= Task requirements =
Here is the listing. Print it exactly.

'''

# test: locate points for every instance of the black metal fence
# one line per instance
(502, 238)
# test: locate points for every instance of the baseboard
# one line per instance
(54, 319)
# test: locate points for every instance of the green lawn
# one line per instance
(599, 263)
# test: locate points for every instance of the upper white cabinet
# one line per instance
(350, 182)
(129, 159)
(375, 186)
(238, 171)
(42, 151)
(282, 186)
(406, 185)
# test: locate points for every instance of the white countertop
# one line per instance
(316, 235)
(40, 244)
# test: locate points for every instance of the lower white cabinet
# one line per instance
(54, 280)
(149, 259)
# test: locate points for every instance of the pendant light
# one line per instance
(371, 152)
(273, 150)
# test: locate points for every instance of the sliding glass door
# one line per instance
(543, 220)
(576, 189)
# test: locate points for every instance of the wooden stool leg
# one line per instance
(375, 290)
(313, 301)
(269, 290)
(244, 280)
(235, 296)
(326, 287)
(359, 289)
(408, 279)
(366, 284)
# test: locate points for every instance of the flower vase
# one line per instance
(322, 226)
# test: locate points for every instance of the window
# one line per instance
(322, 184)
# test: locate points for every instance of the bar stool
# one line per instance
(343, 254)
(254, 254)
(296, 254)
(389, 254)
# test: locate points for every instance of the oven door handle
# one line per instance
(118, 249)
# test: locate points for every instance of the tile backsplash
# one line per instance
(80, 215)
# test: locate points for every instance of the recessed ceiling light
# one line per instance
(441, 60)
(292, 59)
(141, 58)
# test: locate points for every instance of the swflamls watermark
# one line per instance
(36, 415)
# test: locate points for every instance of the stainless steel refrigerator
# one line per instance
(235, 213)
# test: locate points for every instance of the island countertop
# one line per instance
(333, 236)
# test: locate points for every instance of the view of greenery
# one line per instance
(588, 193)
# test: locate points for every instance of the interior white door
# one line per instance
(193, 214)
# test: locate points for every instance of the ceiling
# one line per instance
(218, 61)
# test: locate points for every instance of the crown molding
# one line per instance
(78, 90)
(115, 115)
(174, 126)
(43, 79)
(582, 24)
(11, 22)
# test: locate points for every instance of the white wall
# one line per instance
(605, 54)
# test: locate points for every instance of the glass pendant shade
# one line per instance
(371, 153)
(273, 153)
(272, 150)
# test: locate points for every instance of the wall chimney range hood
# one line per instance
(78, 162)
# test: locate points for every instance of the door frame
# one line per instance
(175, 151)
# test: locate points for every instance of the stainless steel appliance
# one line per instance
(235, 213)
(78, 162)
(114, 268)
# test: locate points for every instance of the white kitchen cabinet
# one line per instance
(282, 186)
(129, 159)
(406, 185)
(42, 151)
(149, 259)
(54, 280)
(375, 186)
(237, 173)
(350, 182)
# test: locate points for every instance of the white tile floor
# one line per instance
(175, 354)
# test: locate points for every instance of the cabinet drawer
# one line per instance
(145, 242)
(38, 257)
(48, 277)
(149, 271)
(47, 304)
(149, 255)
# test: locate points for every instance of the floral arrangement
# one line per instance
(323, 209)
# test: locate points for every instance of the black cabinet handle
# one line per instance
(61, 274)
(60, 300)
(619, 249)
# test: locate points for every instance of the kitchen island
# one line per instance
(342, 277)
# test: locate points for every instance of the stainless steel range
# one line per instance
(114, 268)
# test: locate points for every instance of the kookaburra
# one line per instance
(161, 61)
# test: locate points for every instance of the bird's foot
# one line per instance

'''

= Solution to this exercise =
# test: locate points for every instance of the black metal fence
# one line per instance
(502, 238)
# test: locate points for every instance of the baseboard
# one line per instance
(54, 319)
# test: locate points for every instance of the green lawn
# one line per instance
(599, 263)
# test: locate points for every instance of the upper white cabinet
# one line per instance
(350, 182)
(129, 159)
(375, 186)
(238, 171)
(42, 151)
(282, 186)
(406, 185)
# test: locate points for every instance of the white countertop
# one line per instance
(316, 235)
(40, 244)
# test: locate points for every instance of the lower white cabinet
# one line per instance
(54, 280)
(149, 259)
# test: locate points for every instance of the pendant light
# one line per instance
(371, 152)
(273, 150)
# test: locate points for every instance of the sliding glass door
# one line per instance
(543, 220)
(576, 189)
# test: locate points for every instance of the wooden stool leg
# one line per instance
(375, 290)
(313, 301)
(269, 290)
(244, 280)
(235, 296)
(326, 287)
(359, 289)
(408, 279)
(366, 284)
# test: locate points for every instance of the flower vase
# one line per instance
(322, 226)
# test: locate points for every instance of the window
# one line per instance
(322, 184)
# test: locate points for every instance of the bar stool
# one line per instance
(343, 254)
(254, 254)
(296, 254)
(389, 254)
# test: locate points for every instance of the oven door handle
# one line per instance
(118, 249)
# test: locate points for every instance of the tile backsplash
# one line per instance
(80, 215)
# test: locate points for every instance of the recessed ceiling light
# one line per instance
(441, 60)
(292, 59)
(141, 58)
# test: locate points for every instance of the swflamls watermark
# one line per instance
(36, 415)
# test: locate points for every instance of the stainless steel refrigerator
# one line per instance
(235, 213)
# test: locate points for every instance of the island countertop
# one line per instance
(333, 236)
# test: locate points for every instance of the view of greenery
# one line per instance
(588, 193)
# test: locate points for every instance of the interior white door
# one line per instance
(193, 214)
# test: locate points for every instance of the ceiling
# one line per instance
(218, 61)
# test: locate points for every instance of the crown molding
# one line per instance
(78, 90)
(115, 115)
(174, 126)
(43, 79)
(582, 24)
(11, 22)
# test: locate points for every instance of the white wall
# one line per instance
(605, 54)
# test: locate points for every instance of the glass pendant shade
# one line per instance
(371, 153)
(273, 153)
(272, 150)
# test: locate points for every instance of the wall chimney range hood
# one line per instance
(78, 162)
# test: locate points for every instance of the door frame
# one line per instance
(175, 151)
# test: locate points for every instance of the stainless steel appliance
# one line per instance
(235, 213)
(78, 162)
(114, 268)
# test: locate points for every instance of the white kitchen cabinet
# one line per instance
(282, 186)
(129, 159)
(406, 185)
(42, 151)
(149, 259)
(54, 280)
(375, 186)
(237, 173)
(350, 182)
# test: locate points for every instance of the white tile floor
# one line per instance
(175, 354)
# test: locate points for every instance of the cabinet drawer
# one line per instance
(145, 242)
(38, 257)
(48, 277)
(149, 271)
(47, 304)
(149, 255)
# test: locate points for every instance of the floral arrangement
# one line per instance
(323, 209)
# test: locate points for every instance of the black cabinet handle
# one line per instance
(61, 274)
(60, 300)
(619, 249)
# test: locate points for every instance of the kitchen island
# one line per instance
(342, 277)
# test: locate points for every instance of the stainless steel range
# one line per instance
(114, 268)
# test: locate points for every instance of the kookaburra
# one line per instance
(161, 61)
# test: locate points for every instance of the bird's foot
# one line per instance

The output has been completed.